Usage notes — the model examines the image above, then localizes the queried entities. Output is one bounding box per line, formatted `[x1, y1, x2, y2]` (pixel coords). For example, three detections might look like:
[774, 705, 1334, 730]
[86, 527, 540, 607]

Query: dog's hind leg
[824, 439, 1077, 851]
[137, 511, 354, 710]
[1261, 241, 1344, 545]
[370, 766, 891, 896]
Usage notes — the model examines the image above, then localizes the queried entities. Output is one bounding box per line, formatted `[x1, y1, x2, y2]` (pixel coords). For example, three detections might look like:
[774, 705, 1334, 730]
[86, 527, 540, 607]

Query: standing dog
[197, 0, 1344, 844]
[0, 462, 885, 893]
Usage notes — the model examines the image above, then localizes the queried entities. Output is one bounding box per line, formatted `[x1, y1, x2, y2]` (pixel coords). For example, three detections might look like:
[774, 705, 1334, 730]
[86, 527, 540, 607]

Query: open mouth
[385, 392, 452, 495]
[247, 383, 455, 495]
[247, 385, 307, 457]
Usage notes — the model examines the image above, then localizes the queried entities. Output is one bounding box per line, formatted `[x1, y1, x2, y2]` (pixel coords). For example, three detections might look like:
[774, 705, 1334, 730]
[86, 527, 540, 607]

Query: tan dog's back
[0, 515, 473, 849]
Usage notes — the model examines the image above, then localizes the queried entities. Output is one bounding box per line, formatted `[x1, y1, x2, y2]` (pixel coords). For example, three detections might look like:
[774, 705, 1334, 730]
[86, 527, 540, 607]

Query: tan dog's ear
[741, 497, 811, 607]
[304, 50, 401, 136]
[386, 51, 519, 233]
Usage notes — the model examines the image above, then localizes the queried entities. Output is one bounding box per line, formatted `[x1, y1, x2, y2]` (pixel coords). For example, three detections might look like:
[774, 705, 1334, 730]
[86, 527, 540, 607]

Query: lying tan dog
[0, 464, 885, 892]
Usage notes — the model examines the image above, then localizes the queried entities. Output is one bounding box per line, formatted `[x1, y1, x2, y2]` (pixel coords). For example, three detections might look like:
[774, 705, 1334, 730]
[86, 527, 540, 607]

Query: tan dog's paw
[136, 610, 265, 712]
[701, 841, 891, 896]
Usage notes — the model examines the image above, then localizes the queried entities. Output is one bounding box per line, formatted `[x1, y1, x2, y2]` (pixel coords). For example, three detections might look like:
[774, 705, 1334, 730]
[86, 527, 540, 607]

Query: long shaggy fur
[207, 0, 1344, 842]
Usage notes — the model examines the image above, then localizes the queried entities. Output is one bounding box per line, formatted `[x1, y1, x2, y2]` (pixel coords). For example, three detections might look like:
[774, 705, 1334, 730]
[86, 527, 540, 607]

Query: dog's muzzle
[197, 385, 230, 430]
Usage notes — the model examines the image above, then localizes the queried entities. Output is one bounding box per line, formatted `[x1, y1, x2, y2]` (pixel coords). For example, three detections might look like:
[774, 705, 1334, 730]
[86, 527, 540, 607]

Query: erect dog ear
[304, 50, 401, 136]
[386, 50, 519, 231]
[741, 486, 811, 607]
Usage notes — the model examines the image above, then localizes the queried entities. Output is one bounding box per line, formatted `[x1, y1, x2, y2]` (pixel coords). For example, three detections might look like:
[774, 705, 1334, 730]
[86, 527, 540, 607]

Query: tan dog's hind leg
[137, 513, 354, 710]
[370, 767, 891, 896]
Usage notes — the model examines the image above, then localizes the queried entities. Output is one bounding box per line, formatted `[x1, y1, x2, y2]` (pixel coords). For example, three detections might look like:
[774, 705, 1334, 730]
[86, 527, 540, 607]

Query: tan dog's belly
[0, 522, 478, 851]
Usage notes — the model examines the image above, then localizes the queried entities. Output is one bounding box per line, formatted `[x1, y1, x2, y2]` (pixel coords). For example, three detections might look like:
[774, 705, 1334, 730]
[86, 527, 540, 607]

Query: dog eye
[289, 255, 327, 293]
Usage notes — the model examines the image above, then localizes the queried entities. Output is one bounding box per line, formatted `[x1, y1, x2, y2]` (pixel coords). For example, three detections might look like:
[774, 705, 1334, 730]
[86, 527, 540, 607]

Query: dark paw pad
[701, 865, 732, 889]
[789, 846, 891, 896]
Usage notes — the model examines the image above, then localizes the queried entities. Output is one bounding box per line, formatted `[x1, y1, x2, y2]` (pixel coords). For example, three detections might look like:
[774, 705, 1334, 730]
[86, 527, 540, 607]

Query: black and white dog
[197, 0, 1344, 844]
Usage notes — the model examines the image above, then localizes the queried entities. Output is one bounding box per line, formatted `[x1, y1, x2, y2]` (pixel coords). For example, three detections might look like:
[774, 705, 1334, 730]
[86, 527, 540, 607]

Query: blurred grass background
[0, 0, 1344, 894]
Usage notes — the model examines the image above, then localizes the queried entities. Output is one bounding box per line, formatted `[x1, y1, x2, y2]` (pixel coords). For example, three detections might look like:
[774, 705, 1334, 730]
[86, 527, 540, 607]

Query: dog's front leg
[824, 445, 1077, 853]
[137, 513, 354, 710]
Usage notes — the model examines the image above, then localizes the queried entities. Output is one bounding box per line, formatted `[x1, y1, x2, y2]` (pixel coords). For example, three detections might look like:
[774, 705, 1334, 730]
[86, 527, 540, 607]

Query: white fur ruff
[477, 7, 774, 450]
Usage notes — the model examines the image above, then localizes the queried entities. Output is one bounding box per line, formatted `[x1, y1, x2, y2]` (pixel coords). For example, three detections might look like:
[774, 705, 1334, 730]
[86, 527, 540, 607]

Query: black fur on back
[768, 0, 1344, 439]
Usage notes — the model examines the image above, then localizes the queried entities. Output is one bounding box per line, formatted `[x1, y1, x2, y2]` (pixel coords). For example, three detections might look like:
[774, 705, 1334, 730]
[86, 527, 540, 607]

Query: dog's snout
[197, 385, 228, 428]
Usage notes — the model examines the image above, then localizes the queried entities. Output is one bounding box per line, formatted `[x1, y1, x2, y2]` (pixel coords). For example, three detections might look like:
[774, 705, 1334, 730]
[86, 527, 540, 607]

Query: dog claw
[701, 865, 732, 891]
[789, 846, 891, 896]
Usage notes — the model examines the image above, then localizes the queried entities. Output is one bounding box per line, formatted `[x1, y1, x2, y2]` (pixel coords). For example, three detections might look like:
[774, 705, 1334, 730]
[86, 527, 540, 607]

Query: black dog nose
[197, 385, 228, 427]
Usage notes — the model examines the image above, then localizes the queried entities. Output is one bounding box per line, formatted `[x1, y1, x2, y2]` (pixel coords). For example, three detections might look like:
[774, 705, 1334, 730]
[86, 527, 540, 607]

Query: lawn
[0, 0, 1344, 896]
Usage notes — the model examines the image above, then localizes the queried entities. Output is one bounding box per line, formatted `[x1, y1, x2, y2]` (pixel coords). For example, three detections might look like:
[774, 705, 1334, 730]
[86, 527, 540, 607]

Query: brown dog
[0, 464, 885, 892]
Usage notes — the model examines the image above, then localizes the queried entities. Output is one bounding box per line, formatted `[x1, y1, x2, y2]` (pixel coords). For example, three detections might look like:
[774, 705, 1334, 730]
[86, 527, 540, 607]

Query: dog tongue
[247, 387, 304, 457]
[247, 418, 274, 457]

▶ _Work required_: Starting with the first line of the items and continuing through the line containing "[386, 51, 519, 233]", convert those lines into a numbered list, leaving out any blank lines.

▶ _Correct result_:
1. Usage notes — the model examines the image above, then localizes the queried entities. Output is one bounding box per line, formatted `[x1, y1, x2, y2]` (pixel coords). For example, three detections might look like:
2. [774, 705, 1334, 730]
3. [86, 527, 540, 607]
4. Query: dog's hind leg
5. [824, 439, 1077, 851]
6. [137, 511, 354, 710]
7. [1261, 241, 1344, 545]
8. [370, 766, 891, 896]
9. Usage notes — the model examines the image above, then localizes the queried entities. Output is one bounding box per line, formatted `[x1, y1, x2, y2]` (pixel coords). For example, three detections might look like:
10. [774, 705, 1334, 730]
11. [86, 527, 540, 607]
12. Query: standing dog
13. [197, 0, 1344, 844]
14. [0, 462, 885, 893]
15. Usage notes — the model examines the image above, then localizes the queried entities. Output is one bounding box per line, formatted `[x1, y1, x2, y2]` (pixel coords). For example, three detections might look like:
16. [774, 705, 1334, 730]
17. [86, 527, 540, 607]
18. Query: open mouth
19. [385, 392, 452, 495]
20. [247, 383, 455, 495]
21. [247, 385, 307, 457]
22. Usage notes — the model examines the image above, then localizes the queried entities. Output is one bounding box per line, formatted `[x1, y1, x2, y2]` (pixel coords). For example, three detections might look like:
23. [774, 705, 1334, 730]
24. [86, 527, 540, 607]
25. Query: tan dog's back
26. [0, 515, 473, 849]
27. Usage notes — the model examines the image above, then localizes the queried entities. Output is one bounding box per line, formatted `[x1, y1, x2, y2]` (pixel coords). For example, three detections might look like:
28. [774, 705, 1334, 730]
29. [86, 527, 540, 607]
30. Query: tan dog's ear
31. [741, 497, 811, 607]
32. [304, 50, 401, 136]
33. [386, 51, 519, 233]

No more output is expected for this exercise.